*REQUIREMENT*
The output is to match the entries below character for character.

····················

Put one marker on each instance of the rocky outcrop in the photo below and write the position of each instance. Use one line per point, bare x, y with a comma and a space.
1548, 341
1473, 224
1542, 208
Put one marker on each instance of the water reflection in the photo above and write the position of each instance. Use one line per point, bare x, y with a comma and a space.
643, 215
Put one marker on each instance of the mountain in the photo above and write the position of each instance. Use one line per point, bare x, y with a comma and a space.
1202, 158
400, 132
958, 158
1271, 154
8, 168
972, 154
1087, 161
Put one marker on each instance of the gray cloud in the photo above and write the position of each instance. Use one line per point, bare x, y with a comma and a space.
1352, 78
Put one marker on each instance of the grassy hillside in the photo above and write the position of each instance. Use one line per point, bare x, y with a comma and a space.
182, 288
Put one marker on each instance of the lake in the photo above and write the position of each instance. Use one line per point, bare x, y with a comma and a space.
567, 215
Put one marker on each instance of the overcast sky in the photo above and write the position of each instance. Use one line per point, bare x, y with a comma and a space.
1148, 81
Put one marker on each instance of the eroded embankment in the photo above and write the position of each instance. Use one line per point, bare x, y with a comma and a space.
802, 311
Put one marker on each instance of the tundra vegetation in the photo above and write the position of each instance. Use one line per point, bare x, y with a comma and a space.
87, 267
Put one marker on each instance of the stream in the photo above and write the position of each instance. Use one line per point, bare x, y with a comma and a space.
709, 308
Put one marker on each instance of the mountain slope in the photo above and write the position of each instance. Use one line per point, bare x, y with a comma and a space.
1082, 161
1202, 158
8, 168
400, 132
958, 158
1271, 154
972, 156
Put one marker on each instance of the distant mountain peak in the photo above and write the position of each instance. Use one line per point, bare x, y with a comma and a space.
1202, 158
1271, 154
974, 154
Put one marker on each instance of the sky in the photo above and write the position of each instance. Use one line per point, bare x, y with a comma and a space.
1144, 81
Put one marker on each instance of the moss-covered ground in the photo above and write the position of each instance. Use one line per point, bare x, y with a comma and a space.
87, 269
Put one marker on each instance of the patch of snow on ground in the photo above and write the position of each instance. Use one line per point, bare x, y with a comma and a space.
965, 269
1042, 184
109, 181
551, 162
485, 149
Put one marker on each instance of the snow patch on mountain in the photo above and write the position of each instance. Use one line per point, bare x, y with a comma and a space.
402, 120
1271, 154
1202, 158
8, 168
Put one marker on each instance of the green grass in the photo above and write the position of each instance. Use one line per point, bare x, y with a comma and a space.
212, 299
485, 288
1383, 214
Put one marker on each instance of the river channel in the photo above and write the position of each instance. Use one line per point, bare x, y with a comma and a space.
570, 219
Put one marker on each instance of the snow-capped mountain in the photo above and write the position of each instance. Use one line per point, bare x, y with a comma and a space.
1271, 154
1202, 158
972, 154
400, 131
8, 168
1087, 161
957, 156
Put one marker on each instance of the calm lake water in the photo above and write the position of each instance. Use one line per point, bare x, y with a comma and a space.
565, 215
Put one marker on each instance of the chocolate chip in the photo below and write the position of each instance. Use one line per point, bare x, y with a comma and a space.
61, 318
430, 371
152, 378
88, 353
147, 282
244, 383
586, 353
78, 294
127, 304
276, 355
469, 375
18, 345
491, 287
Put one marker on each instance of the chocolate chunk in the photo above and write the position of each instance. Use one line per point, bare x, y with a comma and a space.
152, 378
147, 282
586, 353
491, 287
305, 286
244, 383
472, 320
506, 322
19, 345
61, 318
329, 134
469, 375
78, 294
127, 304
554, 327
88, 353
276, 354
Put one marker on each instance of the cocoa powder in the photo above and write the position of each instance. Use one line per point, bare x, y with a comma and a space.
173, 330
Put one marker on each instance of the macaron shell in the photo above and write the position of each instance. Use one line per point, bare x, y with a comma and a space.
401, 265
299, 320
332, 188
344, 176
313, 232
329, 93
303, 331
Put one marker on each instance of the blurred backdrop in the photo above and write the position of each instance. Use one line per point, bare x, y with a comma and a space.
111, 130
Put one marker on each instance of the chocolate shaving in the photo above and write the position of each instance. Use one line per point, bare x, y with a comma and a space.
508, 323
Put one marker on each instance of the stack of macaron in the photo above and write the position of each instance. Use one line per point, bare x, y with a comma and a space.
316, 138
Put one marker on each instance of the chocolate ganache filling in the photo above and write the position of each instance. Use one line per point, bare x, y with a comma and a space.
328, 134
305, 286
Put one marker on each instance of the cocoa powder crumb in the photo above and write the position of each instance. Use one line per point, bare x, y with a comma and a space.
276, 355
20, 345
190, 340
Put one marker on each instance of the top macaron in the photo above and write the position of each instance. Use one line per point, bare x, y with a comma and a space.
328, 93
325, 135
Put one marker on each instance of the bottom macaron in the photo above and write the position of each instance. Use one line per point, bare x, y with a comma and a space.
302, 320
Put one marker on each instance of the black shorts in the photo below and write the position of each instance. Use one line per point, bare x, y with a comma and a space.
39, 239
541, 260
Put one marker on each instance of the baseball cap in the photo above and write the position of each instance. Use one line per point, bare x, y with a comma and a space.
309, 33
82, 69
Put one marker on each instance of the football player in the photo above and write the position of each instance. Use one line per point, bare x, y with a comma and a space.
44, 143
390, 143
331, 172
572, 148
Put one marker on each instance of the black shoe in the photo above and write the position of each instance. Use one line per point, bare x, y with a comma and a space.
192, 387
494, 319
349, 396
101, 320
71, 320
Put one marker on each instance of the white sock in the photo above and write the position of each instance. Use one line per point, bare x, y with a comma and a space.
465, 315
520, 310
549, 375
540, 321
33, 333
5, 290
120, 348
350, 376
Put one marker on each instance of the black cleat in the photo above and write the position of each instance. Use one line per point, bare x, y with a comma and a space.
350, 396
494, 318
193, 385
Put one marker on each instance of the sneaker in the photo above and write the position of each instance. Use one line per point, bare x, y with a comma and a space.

····················

*RESULT FOR THIS EXERCISE*
Put one marker on each instance of the rocky outcrop in the photo below and write the position of each instance. Use one line per point, bare x, y with a comma and a space.
1548, 341
1473, 224
1542, 208
Put one marker on each instance of the water reflection in the photo above and write the position of each instance. Use one line per point, bare x, y with a comma and a space.
643, 215
Put one marker on each instance of the mountain in the photo above and write the position of each instance. Use one line per point, bare x, y with a comma and a space.
1202, 158
400, 132
958, 158
1271, 154
8, 168
972, 154
1087, 161
Put one marker on each instance of the gray cloud in the photo above and write the position of each instance. Use one line per point, bare x, y with a comma and a space.
1352, 78
Put one marker on each instance of the grassy hillside in the photo above and write the position of each instance. Use one line per point, bare x, y with a comma and a space.
182, 288
Put one marker on each instance of the lake in the photo above and write the position of each instance. Use one line per point, bare x, y with a comma and a space.
567, 215
Put one marker on each instance of the overcast sky in the photo above and write the position of each instance. Use one line per point, bare x, y with a comma and a space.
1148, 81
Put one marker on each instance of the eroded embankment in the photo above and write the position of each instance. Use one line per point, bare x, y with a comma and a space.
802, 311
Put one marker on each instance of the tundra vegetation in the photo above and write the position of each instance. Use one line per point, bare x, y with a comma and a space.
87, 267
Put one marker on each instance of the stream in the photo above and write the position of each instance. Use one line per point, bare x, y with a comma and a space.
709, 308
Put one marker on each instance of the mountain slope in the photo above and write the position of each instance. Use one line per point, bare x, y with a comma and a space.
1082, 161
1202, 158
8, 168
400, 132
958, 158
1271, 154
972, 156
Put one marker on each instance of the distant mountain peak in the photo above and write the position of each instance. Use one line per point, bare x, y with a comma and a space.
1202, 158
1271, 154
974, 154
Put one marker on each instance of the sky in the photo above and write the position of each instance. Use one line per point, bare x, y with a comma and a space.
1144, 81
Put one marker on each instance of the moss-covered ground in the photo above and write the position of each instance. Use one line per point, bare x, y with a comma and a space.
87, 269
Put one marker on each instance of the patch of snow on ground in the photo above and write the position of each instance. Use one line per point, bare x, y with a comma and a space.
965, 269
1042, 184
109, 181
551, 162
485, 149
Put one marker on each instance of the snow patch on mountain in the photo above and write the position of each instance. Use one line per point, bare x, y with a comma and a space.
402, 120
1271, 154
1202, 158
8, 168
Put one marker on each instance of the green grass in the photo above and write the position of each instance. Use one line per point, bare x, y with a comma and a space.
212, 299
485, 288
1383, 214
Put one marker on each instance of the river channel in the photo above and write the position of each instance. Use one line per point, bare x, y with a comma and a space.
570, 219
Put one marker on each instance of the snow-capped mountain in the photo above and write the position of each instance. Use one line per point, bare x, y with a comma and a space.
1271, 154
1202, 158
972, 154
400, 131
8, 168
1087, 161
957, 156
Put one marker on each instance of the calm lake water in the photo above and write the position of each instance. Use one line per point, bare x, y with a comma and a space.
565, 215
Put one marker on each instance of the chocolate chip in the photo below and write the position of each instance. Use one line per point, bare x, y with a comma and a space.
61, 318
430, 371
152, 378
88, 353
147, 282
244, 383
586, 353
78, 294
127, 304
276, 355
469, 375
18, 345
491, 287
Put one marker on each instance of the chocolate chunk in the photo above and write the position of each instance. Use one line per point, bare x, y with a comma and a space.
152, 378
147, 282
586, 353
491, 287
305, 286
244, 383
472, 320
506, 322
19, 345
61, 318
329, 134
469, 375
78, 294
127, 304
554, 327
88, 353
276, 354
Put one marker on each instance of the cocoa powder in the photo above and write the position of each instance. Use one line per point, bare x, y with a comma and a space.
173, 330
Put one marker on each instance of the macaron shell in the photo above and write the position of each instance. Use one line per point, bare x, y with a comma and a space.
401, 265
299, 320
332, 188
344, 176
313, 232
329, 93
303, 331
Put one marker on each instance of the blurred backdrop in the photo above and write the position of each instance. Use one line per point, bare x, y with a comma and a space.
111, 130
Put one marker on each instance of the chocolate shaving in the photo above and write the position of each instance. Use one line per point, bare x, y with a comma and a space.
508, 323
Put one marker on each instance of the stack of macaron in the photo above and write the position of each instance. Use one line per point, bare x, y with a comma and a space.
316, 138
Put one marker on each instance of the chocolate ganache filling in the photo above and write the position of each instance. Use one line per point, bare x, y with a comma and a space.
328, 134
305, 286
Put one marker on each instance of the cocoa powder crumb in the photo above and write the position of each instance. Use one line per point, bare x, y with a comma and a space.
276, 355
20, 345
190, 340
Put one marker on each instance of the top macaron in the photo above and write the position of each instance. Use one line per point, bare x, y with a comma and a space.
328, 93
325, 135
Put one marker on each instance of the bottom macaron in the photo above and write the position of each instance. Use one line per point, bare x, y with a comma and a space.
302, 320
Put one marker on each instance of the black shorts in the photo below and write the position of each instance. Use one line per point, bare x, y with a comma and a space.
39, 239
541, 260
Put one marker on each instance of the baseball cap in the photo above and write the position of each instance. Use one line per point, bare x, y with a comma and a space.
309, 33
82, 69
Put one marker on each instance of the football player in the photo above and write the position of each instance. Use one line per point, bare x, y with a comma and a space.
44, 143
390, 143
331, 172
572, 148
Put one marker on each instance of the black shoe in the photo above and write the position of each instance. Use one line per point, bare x, y with a comma and a space.
192, 387
494, 319
349, 396
101, 320
71, 320
Put one marker on each instance of the white sock in the photo above and write the position of each instance. Use one line per point, bare x, y with a comma and a space.
465, 315
520, 310
549, 375
540, 321
33, 333
5, 290
120, 348
350, 376
Put one marker on each instance of the black cleat in the photo above and write the position of each instance. Use one line per point, bare x, y with a comma and a space.
350, 396
494, 318
193, 385
Put one marker on each instance of the sneaker in the photo above and write the position of each instance. Use one line per point, bare x, y with a comma and a space.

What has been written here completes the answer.